Work required: Your task is to copy the listing exactly, with the pictures left out.

=-=-=

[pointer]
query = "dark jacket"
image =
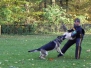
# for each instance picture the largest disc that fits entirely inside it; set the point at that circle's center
(80, 31)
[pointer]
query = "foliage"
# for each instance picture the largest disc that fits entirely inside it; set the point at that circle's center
(55, 14)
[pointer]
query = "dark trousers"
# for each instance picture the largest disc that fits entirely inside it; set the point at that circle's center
(70, 43)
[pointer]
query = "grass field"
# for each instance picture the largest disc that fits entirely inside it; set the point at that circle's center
(13, 53)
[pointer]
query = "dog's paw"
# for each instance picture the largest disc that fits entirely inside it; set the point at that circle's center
(60, 55)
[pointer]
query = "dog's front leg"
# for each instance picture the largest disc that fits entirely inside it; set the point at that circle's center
(43, 53)
(59, 50)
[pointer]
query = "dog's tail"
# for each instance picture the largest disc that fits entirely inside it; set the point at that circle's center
(34, 50)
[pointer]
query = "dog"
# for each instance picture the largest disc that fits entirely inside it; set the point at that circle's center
(54, 44)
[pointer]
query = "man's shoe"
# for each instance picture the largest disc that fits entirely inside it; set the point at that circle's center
(60, 55)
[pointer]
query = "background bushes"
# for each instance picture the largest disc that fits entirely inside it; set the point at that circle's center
(38, 29)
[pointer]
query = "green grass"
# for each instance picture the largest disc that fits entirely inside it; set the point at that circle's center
(13, 53)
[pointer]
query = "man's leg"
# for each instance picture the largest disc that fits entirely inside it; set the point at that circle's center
(78, 48)
(66, 46)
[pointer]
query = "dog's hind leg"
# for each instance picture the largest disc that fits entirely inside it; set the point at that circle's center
(43, 53)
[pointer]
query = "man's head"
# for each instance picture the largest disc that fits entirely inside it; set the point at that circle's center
(77, 22)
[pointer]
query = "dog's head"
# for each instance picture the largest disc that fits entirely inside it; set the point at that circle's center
(59, 39)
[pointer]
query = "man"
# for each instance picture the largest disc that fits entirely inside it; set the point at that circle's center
(78, 39)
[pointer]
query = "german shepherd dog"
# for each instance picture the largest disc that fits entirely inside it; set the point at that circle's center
(54, 44)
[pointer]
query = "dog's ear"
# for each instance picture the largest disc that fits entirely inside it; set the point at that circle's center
(59, 36)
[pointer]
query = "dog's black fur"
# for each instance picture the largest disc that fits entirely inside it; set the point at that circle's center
(55, 44)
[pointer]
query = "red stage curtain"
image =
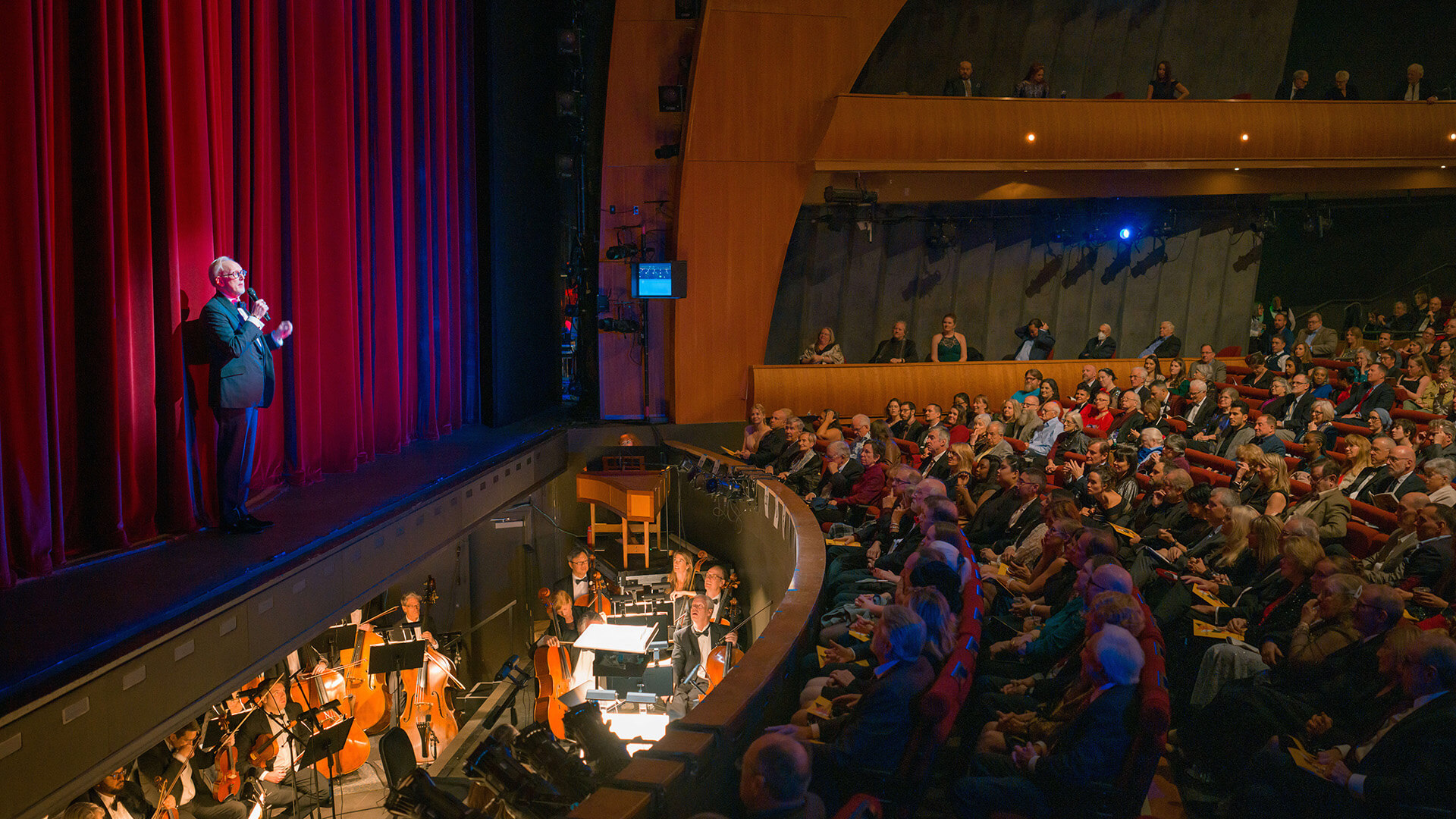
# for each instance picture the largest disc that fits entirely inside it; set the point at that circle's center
(324, 146)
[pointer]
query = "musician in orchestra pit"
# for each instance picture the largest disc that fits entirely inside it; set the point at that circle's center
(175, 761)
(691, 649)
(286, 789)
(577, 583)
(714, 582)
(406, 618)
(120, 798)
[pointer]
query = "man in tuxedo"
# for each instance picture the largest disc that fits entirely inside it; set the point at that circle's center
(1294, 417)
(800, 466)
(576, 583)
(1293, 88)
(1376, 395)
(960, 85)
(239, 382)
(894, 350)
(1090, 751)
(1407, 763)
(691, 649)
(937, 464)
(286, 789)
(1166, 344)
(120, 798)
(1416, 88)
(1101, 346)
(175, 763)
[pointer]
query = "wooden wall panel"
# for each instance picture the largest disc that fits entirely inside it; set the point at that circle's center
(874, 133)
(762, 80)
(865, 388)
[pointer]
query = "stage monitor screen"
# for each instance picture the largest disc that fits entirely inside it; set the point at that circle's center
(658, 280)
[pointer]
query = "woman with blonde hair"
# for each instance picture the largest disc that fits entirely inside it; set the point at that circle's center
(824, 350)
(1357, 460)
(756, 428)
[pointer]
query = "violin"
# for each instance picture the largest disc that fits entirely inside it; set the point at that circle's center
(726, 656)
(552, 667)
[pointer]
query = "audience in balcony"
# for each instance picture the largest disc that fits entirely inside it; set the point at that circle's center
(1416, 88)
(1034, 85)
(1036, 341)
(824, 350)
(1294, 88)
(960, 85)
(1164, 85)
(1166, 344)
(1343, 88)
(948, 346)
(1101, 346)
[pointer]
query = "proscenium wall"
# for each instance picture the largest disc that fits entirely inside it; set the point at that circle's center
(1001, 271)
(1090, 49)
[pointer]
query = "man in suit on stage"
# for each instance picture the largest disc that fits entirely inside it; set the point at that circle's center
(691, 649)
(239, 382)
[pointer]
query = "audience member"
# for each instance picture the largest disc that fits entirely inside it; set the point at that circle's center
(1343, 88)
(960, 85)
(1166, 344)
(1164, 85)
(1294, 88)
(1101, 346)
(897, 349)
(1034, 85)
(824, 350)
(948, 344)
(1036, 341)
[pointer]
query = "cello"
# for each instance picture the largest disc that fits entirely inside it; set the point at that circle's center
(726, 656)
(312, 691)
(552, 667)
(428, 706)
(364, 691)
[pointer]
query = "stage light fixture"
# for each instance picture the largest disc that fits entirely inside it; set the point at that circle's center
(606, 752)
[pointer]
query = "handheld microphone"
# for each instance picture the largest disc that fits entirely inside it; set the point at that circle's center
(253, 297)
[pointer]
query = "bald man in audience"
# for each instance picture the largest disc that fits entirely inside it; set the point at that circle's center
(775, 780)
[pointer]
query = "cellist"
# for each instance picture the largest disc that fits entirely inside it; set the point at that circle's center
(174, 763)
(275, 720)
(565, 624)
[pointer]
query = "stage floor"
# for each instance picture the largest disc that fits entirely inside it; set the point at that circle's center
(88, 614)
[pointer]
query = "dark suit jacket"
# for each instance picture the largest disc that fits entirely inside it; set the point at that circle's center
(1091, 749)
(1413, 761)
(685, 649)
(239, 369)
(890, 349)
(1282, 93)
(1106, 349)
(1040, 347)
(130, 796)
(874, 732)
(954, 86)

=-=-=

Answer to this task:
[pointer]
query = "dark jacket"
image =
# for each instance picture the largest disc that fits entirely inside it; set the point at that circle's center
(80, 31)
[pointer]
query = "foliage"
# for each instance picture the largest disc that fits entirely inside it; set the point at that circle's center
(55, 14)
[pointer]
query = "dark trousers"
# for each instance picture the largest disc that fits entirely inside it; set the point at that circle's center
(70, 43)
[pointer]
query = "grass field"
# for each instance picture the largest disc that fits entirely inside it; set the point at that circle's center
(13, 53)
[pointer]
query = "dog's paw"
# for each instance picture the largest disc that fits entirely inside it; set the point at that circle's center
(60, 55)
[pointer]
query = "dog's front leg"
# for each instance picture the largest disc that fits entirely inside it; set the point at that circle's center
(43, 53)
(59, 50)
[pointer]
query = "dog's tail"
# for each instance picture the largest disc that fits entirely inside it; set the point at that circle's center
(34, 50)
[pointer]
query = "dog"
# for each instance picture the largest disc that fits entirely inside it; set the point at that circle's center
(54, 44)
[pointer]
query = "man's shoe"
# for each instance picture the largest disc that fits entirely inside it; set the point at that circle's center
(60, 55)
[pointer]
query = "background bushes"
# for each instance picture the largest disc that fits entirely inside it; set the point at that circle's center
(38, 29)
[pointer]
query = "green grass"
# for each instance picture the largest disc that fits entirely inside it; set the point at that circle's center
(13, 53)
[pointer]
query = "man's leg"
# for each instance picture the largest disc that fits entirely inside it; set the point at that circle's center
(78, 48)
(66, 46)
[pointer]
query = "dog's hind leg"
# for each instance picture the largest disc that fits entirely inside it; set the point at that circle's center
(43, 53)
[pointer]
query = "man's head"
# for each instance picture the largest disc that fits entirely inside it; set the point at that circle's center
(77, 22)
[pointer]
query = "dog's head"
# for each instance picture the largest disc that fits entirely inside it; set the point at that circle's center
(59, 39)
[pointer]
query = "man"
# for each instance picture the largest disc that fits entirely inside it; set the point at that circle's center
(78, 39)
[pointer]
query = "german shepherd dog"
# for each instance picture the largest disc that fits entirely inside it; set the point at that circle's center
(54, 44)
[pointer]
query = "dog's ear"
# for each instance picture the largest disc that fits entirely inside it; set the point at that circle's center
(59, 36)
[pointer]
query = "dog's black fur"
# for each instance picture the largest disc that fits entirely inside it; set the point at that circle's center
(55, 44)
[pointer]
query = "red stage curtain"
image =
# for each instance picture the largest disc that fits entirely inside it; set the point at that circle's center
(324, 146)
[pointer]
query = "musician in orchestra pit"
# for each instance picture the largest disc that fits entirely inside it; set the point at that circle's center
(175, 761)
(691, 649)
(286, 789)
(577, 583)
(714, 582)
(406, 618)
(120, 798)
[pointer]
query = "man in tuxedo"
# for each instance picture the largest disc that fits entirely inside it; set the point at that circle's center
(1294, 417)
(800, 466)
(576, 583)
(1293, 88)
(1376, 395)
(960, 85)
(239, 382)
(894, 350)
(1090, 751)
(1407, 763)
(691, 649)
(937, 464)
(286, 789)
(1166, 344)
(120, 798)
(1416, 88)
(1101, 346)
(175, 763)
[pointer]
query = "wooden wall panel"
# for each instance picture the largest disc that fits entirely inside it; set the point at that circle's center
(874, 133)
(762, 80)
(865, 388)
[pointer]
query = "stage monitor screen"
# for each instance picture the largest disc that fits entirely inside it; set the point at that circle's center
(658, 280)
[pointer]
query = "woman with blonde hair"
# for each instance picture the largest disc that fits entirely inside it; set the point at that circle's center
(824, 350)
(1357, 460)
(756, 428)
[pointer]
query = "violin"
# for each instance picture the largest disc that fits entirely inside it; set the point at that circle's center
(726, 656)
(552, 667)
[pointer]
query = "audience in balcony"
# for each instance picture the largest disc that fits entirely inside it; set the point at that circle's center
(1416, 88)
(1034, 85)
(1036, 341)
(824, 350)
(1294, 88)
(960, 85)
(1164, 85)
(1166, 344)
(1343, 88)
(948, 346)
(1101, 346)
[pointer]
query = "proscenium wall"
# for each instance picture the largest disc that fits entirely inside it; set the point at that circle's center
(1001, 271)
(1090, 49)
[pointer]
query = "man in suit on stage"
# for each instance picture the largest disc that fits entirely inside it; set the point at that circle's center
(691, 649)
(239, 382)
[pointer]
query = "audience member"
# for each instance picture the largest disc that fits entirely inside it; set the point at that circle's center
(1343, 88)
(960, 85)
(1166, 344)
(1164, 85)
(1294, 88)
(1101, 346)
(897, 349)
(1034, 85)
(824, 350)
(948, 344)
(1036, 341)
[pointer]
query = "cello"
# for each instance picture the largest disc that fits entirely inside it; set the point at that circle's center
(726, 656)
(312, 691)
(552, 667)
(428, 706)
(364, 691)
[pointer]
query = "stage light fixture"
# for each instance picture the largest disc that fits entirely inside it; set the point at that circle's center
(606, 752)
[pointer]
query = "handheld microphone"
# for each instance picture the largest disc that fits entirely inside it; set the point at that circle's center
(253, 297)
[pointer]
query = "bald man in audience"
# for each instance picture the largest disc that fits entirely inside it; set the point at that circle's center
(775, 780)
[pointer]
query = "cellist"
# for each instance picture the largest disc that fits entirely inside it; set the point at that circle's center
(174, 763)
(275, 720)
(565, 624)
[pointer]
query = "stage floor"
# for each instance picture the largest disc that fits entirely inside it; set the point at that circle's center
(88, 614)
[pointer]
query = "dark suit jacket"
# for each instance picture the largest disc that fits entirely inside it; set the point at that circle's center
(1091, 749)
(1413, 761)
(685, 649)
(239, 369)
(890, 349)
(1282, 93)
(1106, 349)
(1040, 347)
(130, 796)
(874, 732)
(954, 86)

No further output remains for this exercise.